Natural language region descriptions

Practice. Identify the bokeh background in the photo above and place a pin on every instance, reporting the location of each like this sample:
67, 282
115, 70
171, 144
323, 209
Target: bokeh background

> Instructions for the task: Look at each line above and note whether it holds the word "background". Report how many do, as the number only.

> Response to this task: 2